**WHAT THE EXERCISE ASKS**
Can you reproduce word for word the lines of the records below, beginning at the line that contains "the white pebble" and stopping after the line that contains "xmin=110 ymin=107 xmax=486 ymax=359", with both of those lines included?

Start RECORD SET

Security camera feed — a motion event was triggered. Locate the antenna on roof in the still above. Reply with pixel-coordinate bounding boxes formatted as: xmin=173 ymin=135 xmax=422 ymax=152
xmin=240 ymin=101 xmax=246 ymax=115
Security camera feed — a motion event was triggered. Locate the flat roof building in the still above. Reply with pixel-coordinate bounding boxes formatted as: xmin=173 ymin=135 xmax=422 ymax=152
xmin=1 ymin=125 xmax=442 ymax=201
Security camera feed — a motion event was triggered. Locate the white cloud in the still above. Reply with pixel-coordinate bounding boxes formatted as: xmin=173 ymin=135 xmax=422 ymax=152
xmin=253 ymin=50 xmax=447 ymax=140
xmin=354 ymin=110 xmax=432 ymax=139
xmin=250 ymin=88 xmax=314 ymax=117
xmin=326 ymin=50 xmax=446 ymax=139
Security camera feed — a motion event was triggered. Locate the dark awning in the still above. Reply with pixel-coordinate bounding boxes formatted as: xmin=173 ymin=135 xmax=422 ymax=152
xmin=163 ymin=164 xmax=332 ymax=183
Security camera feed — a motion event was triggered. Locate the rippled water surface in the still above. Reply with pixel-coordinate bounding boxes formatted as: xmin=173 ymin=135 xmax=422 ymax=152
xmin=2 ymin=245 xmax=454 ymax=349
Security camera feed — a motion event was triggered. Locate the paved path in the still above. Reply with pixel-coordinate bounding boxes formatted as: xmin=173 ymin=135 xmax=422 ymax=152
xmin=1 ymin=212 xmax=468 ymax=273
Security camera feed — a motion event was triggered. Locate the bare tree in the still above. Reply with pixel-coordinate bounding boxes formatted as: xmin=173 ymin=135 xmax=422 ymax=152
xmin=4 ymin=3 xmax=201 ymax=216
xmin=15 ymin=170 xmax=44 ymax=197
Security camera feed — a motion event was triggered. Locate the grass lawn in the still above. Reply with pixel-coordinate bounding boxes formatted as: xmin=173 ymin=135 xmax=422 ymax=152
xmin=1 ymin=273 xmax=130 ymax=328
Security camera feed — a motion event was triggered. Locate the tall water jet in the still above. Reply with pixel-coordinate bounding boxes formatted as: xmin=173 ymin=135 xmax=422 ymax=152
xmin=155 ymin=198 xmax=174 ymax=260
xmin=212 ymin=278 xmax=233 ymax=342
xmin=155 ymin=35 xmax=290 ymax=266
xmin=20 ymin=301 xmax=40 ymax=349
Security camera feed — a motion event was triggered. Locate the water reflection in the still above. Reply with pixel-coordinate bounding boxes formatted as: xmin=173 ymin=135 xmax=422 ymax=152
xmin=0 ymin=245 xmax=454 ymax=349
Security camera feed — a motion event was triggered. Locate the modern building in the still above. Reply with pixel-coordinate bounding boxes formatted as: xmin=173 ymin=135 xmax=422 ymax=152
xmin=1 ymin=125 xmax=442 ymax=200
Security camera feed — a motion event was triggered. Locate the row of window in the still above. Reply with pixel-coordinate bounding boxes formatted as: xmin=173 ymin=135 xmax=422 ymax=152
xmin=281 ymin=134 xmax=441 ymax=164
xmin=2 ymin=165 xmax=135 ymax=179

End RECORD SET
Start RECORD SET

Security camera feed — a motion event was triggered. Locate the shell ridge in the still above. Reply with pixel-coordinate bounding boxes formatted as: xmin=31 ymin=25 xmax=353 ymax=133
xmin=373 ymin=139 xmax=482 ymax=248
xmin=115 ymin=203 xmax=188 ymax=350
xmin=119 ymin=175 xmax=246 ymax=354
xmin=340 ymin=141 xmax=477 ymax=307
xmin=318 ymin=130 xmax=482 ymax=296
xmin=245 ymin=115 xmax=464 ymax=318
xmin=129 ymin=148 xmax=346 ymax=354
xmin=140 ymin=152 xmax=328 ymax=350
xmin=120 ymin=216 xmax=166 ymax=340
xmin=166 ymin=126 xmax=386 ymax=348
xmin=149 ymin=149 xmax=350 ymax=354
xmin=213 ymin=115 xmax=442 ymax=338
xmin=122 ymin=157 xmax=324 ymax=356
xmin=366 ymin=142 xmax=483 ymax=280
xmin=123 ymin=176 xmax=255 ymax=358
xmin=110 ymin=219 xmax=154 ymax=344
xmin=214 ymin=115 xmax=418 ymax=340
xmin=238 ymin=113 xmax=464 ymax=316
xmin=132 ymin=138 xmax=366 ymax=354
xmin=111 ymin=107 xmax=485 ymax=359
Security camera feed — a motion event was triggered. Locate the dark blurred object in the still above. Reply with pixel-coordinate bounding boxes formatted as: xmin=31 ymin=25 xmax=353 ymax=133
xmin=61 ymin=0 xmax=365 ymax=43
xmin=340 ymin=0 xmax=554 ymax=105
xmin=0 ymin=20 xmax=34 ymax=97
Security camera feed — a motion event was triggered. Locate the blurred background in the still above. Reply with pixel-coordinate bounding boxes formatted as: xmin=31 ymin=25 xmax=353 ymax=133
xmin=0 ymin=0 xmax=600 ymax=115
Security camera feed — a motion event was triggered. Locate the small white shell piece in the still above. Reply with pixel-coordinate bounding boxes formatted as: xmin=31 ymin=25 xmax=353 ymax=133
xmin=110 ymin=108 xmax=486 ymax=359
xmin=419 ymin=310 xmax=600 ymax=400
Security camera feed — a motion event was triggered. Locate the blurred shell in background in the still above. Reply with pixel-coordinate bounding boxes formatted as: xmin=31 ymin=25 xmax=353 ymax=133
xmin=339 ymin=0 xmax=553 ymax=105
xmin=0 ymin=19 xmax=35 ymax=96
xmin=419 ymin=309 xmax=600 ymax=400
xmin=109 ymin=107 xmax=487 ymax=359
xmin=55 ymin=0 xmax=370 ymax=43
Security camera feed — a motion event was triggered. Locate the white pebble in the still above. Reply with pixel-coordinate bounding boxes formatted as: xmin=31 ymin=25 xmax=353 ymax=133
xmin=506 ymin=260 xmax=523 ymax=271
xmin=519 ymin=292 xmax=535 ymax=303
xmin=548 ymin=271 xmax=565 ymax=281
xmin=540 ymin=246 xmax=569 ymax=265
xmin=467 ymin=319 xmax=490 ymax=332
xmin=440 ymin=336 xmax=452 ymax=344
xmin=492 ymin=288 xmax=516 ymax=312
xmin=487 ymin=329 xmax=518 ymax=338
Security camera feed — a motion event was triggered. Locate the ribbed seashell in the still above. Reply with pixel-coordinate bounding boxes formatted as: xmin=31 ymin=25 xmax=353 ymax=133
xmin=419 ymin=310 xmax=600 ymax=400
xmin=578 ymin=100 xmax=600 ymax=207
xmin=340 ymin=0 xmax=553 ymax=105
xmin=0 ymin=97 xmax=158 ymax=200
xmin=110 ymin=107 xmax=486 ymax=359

End RECORD SET

**EXERCISE RESULT**
Security camera feed — a motion event was triggered. Locate the white pebble in the still above. Reply with pixel-coordinate bounding boxes formatted as: xmin=31 ymin=25 xmax=353 ymax=133
xmin=506 ymin=260 xmax=523 ymax=271
xmin=519 ymin=292 xmax=535 ymax=303
xmin=548 ymin=271 xmax=565 ymax=281
xmin=540 ymin=246 xmax=569 ymax=265
xmin=467 ymin=319 xmax=490 ymax=332
xmin=440 ymin=336 xmax=452 ymax=344
xmin=492 ymin=288 xmax=516 ymax=312
xmin=487 ymin=329 xmax=518 ymax=338
Security camera feed — a motion event was triggered. Locate the ribbed seashell in the still above. Reply with pixel-coordinate bounding boxes formatted as: xmin=31 ymin=25 xmax=353 ymax=133
xmin=419 ymin=310 xmax=600 ymax=400
xmin=578 ymin=100 xmax=600 ymax=207
xmin=340 ymin=0 xmax=553 ymax=105
xmin=0 ymin=97 xmax=158 ymax=200
xmin=110 ymin=107 xmax=486 ymax=359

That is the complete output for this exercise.